* _YOUR TASK_: Word for word, transcribe the data below.

* _RECORDS PROVIDED_:
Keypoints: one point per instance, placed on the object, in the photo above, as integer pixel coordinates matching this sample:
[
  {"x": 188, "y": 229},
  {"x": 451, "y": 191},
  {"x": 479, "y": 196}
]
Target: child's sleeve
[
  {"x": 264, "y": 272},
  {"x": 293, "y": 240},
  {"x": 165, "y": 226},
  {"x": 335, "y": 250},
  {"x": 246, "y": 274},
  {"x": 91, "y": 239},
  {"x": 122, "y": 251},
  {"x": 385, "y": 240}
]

* _RESPONSE TO THIS TASK_:
Keypoints: one point per instance, placed on the object, in the photo above, as integer pixel coordinates matching this sample:
[
  {"x": 188, "y": 229},
  {"x": 451, "y": 191},
  {"x": 479, "y": 196}
]
Target: child's sleeve
[
  {"x": 264, "y": 272},
  {"x": 293, "y": 240},
  {"x": 165, "y": 226},
  {"x": 335, "y": 250},
  {"x": 246, "y": 274},
  {"x": 91, "y": 239},
  {"x": 122, "y": 251},
  {"x": 385, "y": 240}
]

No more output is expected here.